**Work to do:**
Only the lines from the line containing "[locate] the window with curtain" through the final line of the entries should be printed, exactly as given, with the pictures left out.
↓
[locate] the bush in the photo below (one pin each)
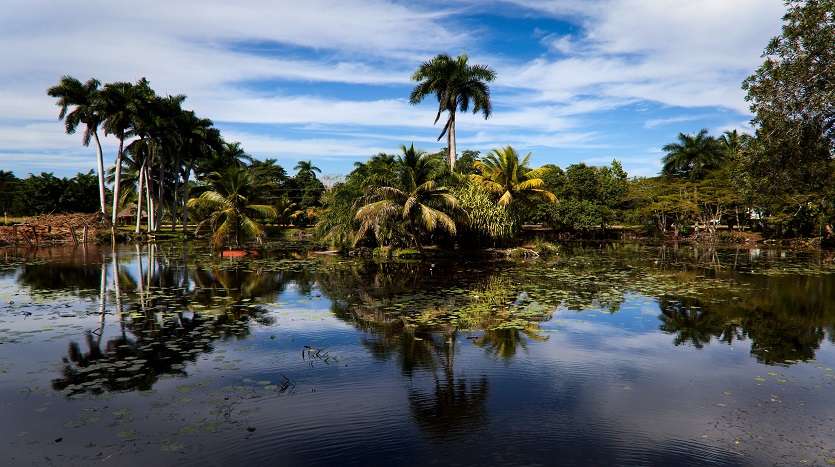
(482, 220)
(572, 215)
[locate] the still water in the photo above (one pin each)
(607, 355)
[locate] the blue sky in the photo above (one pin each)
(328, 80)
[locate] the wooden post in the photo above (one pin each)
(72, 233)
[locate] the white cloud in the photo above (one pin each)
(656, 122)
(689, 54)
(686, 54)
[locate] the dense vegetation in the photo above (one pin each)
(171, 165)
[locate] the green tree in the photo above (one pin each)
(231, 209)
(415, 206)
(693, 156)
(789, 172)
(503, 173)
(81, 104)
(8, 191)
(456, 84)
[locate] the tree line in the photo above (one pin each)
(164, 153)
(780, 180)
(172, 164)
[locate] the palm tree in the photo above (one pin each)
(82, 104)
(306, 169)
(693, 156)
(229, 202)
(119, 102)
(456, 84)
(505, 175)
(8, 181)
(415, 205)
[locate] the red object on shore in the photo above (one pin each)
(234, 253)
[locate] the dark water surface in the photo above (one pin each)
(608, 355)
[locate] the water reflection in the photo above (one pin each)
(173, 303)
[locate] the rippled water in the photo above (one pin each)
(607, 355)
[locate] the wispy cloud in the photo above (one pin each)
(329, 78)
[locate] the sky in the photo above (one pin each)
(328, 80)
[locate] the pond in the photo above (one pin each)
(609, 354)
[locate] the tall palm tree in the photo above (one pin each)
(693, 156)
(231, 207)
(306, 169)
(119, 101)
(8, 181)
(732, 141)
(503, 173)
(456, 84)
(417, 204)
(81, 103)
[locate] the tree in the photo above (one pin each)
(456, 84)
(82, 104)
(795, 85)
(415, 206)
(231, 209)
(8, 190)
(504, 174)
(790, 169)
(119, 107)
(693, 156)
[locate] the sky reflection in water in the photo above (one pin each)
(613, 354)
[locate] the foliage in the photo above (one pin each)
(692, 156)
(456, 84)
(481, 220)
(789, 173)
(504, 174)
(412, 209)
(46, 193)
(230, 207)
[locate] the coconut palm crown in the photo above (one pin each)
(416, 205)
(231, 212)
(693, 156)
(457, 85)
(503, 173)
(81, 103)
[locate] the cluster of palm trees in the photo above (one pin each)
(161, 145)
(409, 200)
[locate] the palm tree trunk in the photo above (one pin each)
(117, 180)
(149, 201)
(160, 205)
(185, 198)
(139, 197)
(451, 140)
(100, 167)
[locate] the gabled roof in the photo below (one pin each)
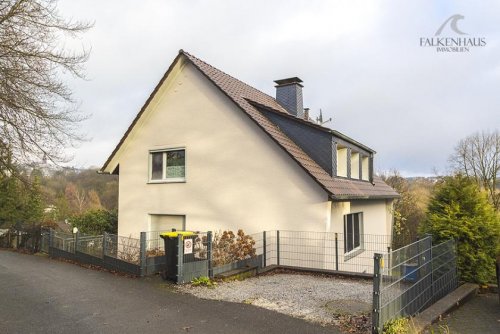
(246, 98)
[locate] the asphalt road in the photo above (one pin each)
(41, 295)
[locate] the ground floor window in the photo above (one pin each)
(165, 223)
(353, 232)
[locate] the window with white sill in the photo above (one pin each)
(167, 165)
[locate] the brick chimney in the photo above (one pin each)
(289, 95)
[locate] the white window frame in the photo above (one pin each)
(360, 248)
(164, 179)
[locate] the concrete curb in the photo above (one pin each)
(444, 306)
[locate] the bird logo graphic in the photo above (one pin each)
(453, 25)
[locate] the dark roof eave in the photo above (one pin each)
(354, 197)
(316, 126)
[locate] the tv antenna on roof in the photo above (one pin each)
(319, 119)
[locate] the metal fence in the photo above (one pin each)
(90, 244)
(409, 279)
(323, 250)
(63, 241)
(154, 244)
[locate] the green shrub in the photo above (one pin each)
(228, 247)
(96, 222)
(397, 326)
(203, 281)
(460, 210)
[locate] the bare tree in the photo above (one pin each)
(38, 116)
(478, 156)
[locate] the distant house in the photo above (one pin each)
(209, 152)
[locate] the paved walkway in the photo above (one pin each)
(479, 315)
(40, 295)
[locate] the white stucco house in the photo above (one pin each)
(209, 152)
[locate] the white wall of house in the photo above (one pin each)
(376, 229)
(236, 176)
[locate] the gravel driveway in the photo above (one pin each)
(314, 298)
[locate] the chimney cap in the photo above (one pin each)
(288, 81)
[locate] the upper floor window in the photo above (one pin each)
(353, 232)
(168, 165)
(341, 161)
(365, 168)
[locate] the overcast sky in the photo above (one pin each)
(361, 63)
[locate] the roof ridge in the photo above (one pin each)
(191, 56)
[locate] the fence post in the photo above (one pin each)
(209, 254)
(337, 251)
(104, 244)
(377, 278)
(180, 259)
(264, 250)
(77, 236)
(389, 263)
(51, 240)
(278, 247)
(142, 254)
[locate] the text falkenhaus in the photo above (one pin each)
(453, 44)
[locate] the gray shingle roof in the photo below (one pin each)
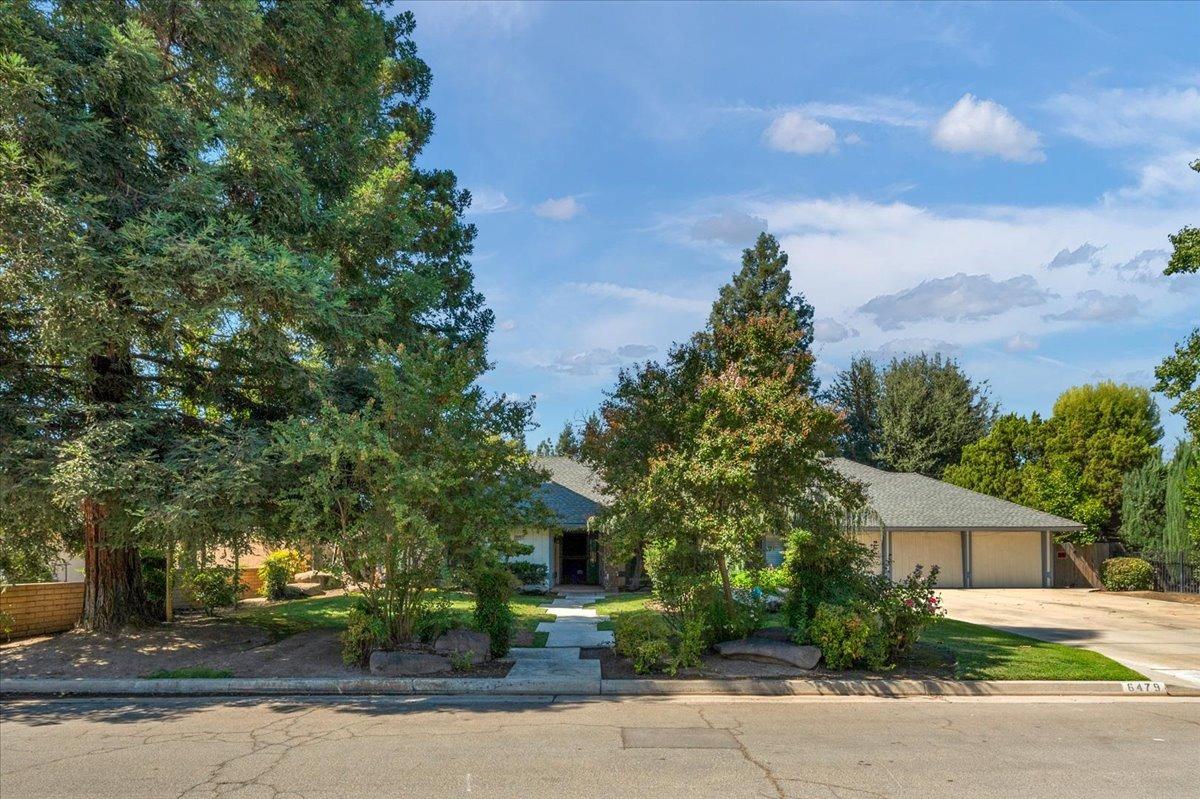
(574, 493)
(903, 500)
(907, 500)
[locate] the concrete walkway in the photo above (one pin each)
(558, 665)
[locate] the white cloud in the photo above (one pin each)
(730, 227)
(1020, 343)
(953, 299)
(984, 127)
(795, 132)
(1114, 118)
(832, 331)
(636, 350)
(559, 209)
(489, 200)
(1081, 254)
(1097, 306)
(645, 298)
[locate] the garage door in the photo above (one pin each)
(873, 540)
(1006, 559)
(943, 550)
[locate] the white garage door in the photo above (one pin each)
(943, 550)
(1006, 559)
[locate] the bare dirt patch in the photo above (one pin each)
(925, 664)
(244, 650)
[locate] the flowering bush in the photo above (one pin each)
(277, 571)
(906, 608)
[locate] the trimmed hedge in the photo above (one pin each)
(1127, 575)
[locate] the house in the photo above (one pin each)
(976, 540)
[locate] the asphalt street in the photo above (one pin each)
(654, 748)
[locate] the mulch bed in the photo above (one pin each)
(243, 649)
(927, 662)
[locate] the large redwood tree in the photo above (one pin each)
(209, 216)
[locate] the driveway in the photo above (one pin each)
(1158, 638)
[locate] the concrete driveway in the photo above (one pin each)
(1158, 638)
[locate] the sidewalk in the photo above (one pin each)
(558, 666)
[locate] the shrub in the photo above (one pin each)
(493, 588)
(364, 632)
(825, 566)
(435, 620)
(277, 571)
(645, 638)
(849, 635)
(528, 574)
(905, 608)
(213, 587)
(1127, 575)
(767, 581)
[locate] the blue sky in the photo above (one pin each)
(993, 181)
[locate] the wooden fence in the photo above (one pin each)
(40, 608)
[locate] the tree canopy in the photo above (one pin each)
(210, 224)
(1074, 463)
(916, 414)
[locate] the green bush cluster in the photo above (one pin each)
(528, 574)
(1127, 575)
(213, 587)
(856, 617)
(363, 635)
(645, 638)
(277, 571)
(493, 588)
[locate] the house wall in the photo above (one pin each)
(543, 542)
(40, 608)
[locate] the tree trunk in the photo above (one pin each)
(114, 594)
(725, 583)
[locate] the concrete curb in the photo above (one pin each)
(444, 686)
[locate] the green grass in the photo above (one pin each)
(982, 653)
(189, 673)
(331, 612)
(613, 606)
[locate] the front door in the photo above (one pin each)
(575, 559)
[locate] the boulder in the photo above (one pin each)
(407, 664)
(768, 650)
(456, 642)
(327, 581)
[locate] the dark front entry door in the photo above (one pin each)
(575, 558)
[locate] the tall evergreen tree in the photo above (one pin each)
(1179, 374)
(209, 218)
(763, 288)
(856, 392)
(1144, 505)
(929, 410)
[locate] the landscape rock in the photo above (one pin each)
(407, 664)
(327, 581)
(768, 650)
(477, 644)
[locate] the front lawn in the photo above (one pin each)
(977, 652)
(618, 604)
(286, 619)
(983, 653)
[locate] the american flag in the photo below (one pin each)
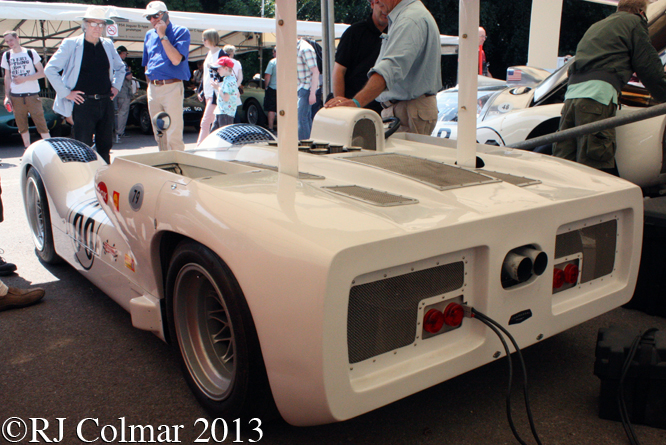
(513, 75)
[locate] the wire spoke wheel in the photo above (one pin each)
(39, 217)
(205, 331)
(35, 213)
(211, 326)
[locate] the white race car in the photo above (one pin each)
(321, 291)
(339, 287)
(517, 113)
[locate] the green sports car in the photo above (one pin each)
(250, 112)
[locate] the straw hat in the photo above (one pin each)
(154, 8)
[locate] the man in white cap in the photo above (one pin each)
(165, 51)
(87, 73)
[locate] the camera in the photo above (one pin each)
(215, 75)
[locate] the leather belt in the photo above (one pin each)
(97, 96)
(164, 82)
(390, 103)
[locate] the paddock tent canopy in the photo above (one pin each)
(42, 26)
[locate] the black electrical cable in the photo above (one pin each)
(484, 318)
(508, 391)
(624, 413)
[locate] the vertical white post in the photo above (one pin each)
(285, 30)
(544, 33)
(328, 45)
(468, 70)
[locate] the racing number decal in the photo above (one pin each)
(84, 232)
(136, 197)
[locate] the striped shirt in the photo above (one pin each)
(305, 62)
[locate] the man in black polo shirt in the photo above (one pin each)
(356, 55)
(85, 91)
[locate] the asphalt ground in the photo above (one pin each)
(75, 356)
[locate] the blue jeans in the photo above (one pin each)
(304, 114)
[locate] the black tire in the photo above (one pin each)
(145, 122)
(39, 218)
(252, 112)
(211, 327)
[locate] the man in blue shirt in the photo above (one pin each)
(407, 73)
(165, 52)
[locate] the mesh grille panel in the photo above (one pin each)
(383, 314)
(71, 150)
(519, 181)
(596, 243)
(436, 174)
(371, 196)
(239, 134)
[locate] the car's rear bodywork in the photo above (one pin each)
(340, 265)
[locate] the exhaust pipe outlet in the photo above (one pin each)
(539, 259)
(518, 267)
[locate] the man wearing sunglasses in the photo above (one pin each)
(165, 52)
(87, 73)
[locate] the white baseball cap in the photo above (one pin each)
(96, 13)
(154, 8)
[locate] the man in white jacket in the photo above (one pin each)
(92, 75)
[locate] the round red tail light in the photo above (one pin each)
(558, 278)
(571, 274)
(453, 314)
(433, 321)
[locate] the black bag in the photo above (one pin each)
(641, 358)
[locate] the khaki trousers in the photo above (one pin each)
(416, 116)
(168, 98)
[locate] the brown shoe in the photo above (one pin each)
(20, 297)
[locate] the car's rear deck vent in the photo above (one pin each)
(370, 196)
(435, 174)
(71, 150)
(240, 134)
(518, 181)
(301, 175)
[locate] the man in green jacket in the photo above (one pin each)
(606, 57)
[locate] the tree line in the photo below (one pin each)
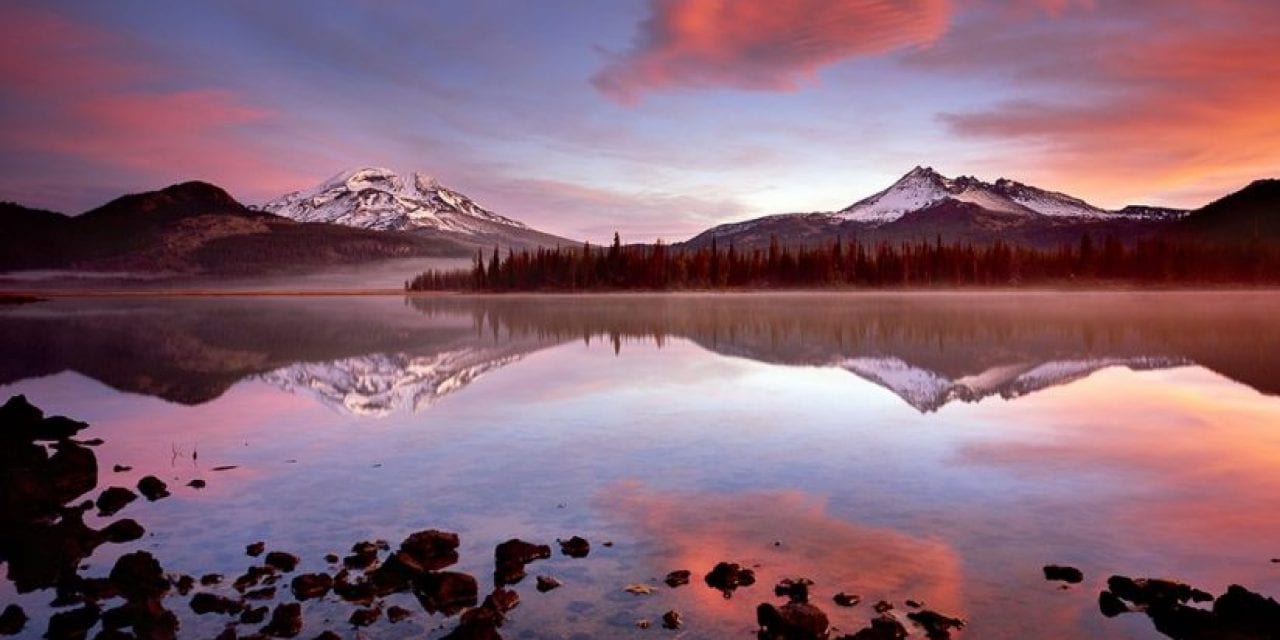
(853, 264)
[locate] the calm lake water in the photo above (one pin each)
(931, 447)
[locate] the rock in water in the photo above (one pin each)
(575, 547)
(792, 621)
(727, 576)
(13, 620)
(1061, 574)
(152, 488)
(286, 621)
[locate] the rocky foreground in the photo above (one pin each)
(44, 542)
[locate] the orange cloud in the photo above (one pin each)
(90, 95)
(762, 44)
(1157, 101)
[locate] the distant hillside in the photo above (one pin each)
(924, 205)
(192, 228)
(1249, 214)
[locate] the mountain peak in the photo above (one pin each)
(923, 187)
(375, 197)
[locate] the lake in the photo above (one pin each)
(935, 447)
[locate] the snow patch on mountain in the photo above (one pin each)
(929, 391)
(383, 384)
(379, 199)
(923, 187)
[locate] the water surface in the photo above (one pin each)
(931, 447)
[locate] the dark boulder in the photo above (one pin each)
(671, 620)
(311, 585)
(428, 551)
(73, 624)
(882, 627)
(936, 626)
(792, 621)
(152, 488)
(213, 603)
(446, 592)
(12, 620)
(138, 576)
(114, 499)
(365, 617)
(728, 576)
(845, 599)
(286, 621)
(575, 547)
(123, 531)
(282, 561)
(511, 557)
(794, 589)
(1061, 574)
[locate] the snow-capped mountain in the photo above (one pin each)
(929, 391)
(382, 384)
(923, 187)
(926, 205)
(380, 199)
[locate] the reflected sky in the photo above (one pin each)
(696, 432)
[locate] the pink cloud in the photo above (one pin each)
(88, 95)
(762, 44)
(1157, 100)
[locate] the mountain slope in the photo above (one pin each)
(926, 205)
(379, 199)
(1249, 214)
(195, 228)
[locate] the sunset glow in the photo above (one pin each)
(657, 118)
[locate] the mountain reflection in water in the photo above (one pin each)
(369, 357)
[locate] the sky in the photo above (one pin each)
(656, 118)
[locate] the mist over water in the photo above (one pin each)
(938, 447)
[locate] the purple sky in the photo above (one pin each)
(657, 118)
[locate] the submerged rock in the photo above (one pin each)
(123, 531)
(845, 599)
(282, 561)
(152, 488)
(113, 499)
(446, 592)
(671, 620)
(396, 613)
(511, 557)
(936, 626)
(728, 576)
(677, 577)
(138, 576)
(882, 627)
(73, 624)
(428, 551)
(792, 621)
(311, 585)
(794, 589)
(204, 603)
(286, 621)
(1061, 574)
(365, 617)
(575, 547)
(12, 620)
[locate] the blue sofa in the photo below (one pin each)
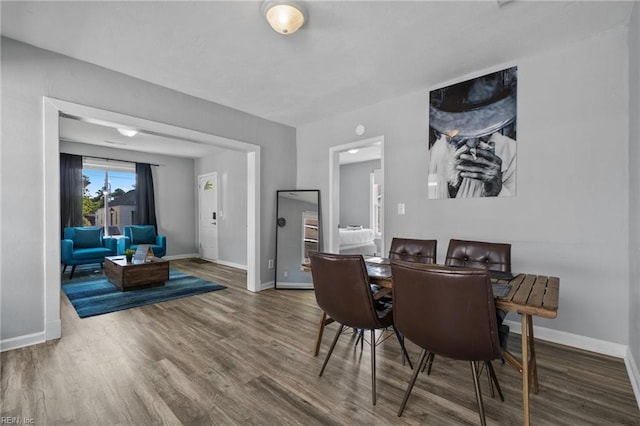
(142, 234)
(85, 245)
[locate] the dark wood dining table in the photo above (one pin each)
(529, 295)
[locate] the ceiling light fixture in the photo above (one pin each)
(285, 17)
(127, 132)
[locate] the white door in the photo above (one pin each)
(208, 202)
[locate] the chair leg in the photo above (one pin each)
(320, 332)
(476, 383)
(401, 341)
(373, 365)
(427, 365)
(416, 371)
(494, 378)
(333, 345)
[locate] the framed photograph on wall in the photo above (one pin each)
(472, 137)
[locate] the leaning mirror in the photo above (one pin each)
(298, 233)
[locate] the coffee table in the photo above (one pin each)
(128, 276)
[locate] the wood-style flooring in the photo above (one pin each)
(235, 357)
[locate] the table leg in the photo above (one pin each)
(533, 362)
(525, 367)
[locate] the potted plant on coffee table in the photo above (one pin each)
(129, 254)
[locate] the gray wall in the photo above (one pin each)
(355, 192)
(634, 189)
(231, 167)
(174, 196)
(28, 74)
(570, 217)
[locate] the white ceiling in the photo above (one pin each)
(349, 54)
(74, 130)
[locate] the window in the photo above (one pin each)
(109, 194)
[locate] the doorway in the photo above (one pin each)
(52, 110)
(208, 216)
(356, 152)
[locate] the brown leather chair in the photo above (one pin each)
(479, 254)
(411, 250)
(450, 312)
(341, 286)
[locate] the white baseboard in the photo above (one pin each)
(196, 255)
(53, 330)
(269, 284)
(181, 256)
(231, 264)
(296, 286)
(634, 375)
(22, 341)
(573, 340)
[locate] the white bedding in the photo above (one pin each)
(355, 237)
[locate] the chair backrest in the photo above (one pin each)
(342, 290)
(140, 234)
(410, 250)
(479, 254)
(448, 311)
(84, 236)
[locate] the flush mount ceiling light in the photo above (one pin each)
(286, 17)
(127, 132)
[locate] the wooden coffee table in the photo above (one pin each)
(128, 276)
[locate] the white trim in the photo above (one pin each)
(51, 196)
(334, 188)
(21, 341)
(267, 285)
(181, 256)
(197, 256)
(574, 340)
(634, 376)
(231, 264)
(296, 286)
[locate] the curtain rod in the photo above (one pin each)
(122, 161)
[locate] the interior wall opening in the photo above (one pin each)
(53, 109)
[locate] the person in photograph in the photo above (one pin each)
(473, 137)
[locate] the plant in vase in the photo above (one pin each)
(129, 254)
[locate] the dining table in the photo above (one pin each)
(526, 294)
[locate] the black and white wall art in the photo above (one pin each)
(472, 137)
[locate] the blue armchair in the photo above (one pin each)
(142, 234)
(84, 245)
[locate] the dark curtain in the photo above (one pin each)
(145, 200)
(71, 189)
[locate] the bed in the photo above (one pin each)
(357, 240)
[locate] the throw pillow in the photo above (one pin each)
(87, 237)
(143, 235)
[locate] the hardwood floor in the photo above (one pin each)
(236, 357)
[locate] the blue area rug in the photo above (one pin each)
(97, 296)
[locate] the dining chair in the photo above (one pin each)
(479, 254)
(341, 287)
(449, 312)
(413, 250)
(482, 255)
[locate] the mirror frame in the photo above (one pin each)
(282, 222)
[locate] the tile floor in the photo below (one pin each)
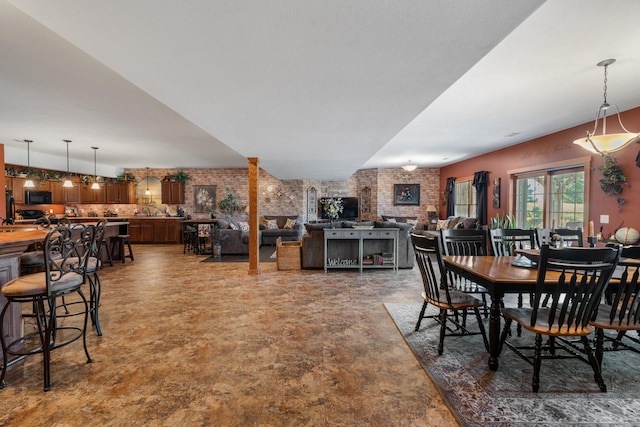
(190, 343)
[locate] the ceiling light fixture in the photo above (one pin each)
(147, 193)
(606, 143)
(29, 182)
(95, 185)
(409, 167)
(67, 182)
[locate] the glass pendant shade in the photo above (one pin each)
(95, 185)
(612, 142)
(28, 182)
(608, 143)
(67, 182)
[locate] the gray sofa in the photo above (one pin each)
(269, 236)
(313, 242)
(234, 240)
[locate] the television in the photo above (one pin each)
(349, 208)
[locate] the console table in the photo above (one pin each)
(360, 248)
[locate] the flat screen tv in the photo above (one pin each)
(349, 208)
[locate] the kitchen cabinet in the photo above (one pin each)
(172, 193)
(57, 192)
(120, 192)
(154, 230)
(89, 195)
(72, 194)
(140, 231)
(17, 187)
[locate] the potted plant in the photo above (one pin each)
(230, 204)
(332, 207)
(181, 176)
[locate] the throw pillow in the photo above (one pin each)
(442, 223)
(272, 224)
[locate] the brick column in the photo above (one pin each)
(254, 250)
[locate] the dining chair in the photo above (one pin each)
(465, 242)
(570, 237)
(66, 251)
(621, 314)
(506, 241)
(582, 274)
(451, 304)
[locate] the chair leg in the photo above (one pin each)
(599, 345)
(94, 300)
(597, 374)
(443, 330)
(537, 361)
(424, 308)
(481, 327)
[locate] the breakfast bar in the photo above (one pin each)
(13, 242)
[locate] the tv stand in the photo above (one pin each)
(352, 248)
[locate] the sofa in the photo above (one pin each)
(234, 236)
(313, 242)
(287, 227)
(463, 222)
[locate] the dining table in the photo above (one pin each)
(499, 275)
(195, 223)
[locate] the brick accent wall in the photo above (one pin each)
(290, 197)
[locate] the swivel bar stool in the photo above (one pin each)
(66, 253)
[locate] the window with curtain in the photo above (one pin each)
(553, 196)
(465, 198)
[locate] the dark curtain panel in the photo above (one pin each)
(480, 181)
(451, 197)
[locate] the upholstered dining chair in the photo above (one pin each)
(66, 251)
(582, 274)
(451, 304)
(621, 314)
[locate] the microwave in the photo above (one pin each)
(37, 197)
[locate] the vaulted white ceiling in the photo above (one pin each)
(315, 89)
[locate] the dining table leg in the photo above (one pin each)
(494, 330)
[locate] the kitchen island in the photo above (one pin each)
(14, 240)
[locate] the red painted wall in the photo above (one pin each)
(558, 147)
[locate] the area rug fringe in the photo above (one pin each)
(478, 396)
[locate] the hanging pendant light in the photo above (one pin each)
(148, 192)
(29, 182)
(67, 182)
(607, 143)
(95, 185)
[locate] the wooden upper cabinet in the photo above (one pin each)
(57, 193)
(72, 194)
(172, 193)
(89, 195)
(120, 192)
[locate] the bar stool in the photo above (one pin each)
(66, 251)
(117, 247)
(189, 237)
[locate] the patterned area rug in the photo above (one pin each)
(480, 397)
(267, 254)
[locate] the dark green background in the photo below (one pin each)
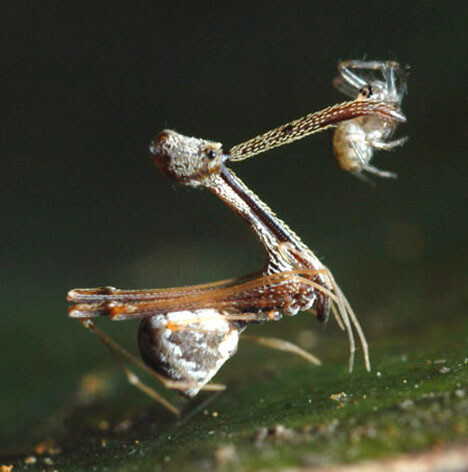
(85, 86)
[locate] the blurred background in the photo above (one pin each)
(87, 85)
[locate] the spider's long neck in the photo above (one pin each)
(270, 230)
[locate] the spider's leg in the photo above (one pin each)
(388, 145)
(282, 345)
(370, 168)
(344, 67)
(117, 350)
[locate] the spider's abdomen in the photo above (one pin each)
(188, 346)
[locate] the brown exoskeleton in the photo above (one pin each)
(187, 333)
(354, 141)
↑
**Exercise solution:**
[locate] the window with curtain in the photo above (one pin each)
(553, 196)
(465, 198)
[locate] the dark curtain panel in the photo above (one pin each)
(480, 181)
(451, 197)
[locate] the upholstered dining chair in the photo above (one pin each)
(66, 251)
(582, 274)
(451, 304)
(621, 314)
[locate] the microwave in the photo above (one pin each)
(37, 197)
[locate] the vaulted white ceiling in the photo above (one pin each)
(315, 89)
[locate] the dining table leg in the photo above (one pin each)
(494, 330)
[locate] the kitchen island in the photo above (one pin each)
(14, 240)
[locate] the red painted wall in the photo above (one pin each)
(558, 147)
[locate] the area rug fringe in the photo above (one pin each)
(478, 396)
[locate] the hanging pendant light in the photo above (one pin each)
(148, 192)
(29, 182)
(67, 182)
(607, 143)
(95, 185)
[locate] the wooden upper cabinet in the photo above (one pin each)
(57, 193)
(72, 194)
(172, 193)
(89, 195)
(120, 192)
[locate] the bar stool in the photo above (one pin each)
(66, 251)
(117, 247)
(189, 237)
[locate] the patterned area rug in the photo above (one pin each)
(480, 397)
(267, 254)
[locate] the dark green background in the photo below (one pin each)
(85, 86)
[locate] the blurred background in the photo above (one pin each)
(87, 85)
[locate] the spider's long neck in the photo above (one pin each)
(270, 230)
[locate] the spider's leg in the photo above (one pin each)
(388, 145)
(282, 345)
(370, 168)
(344, 67)
(117, 350)
[locate] the spider's abdomen in the photo above (one pin each)
(188, 346)
[locate] the brown exoskeleton in the photo above (one pin each)
(187, 333)
(354, 141)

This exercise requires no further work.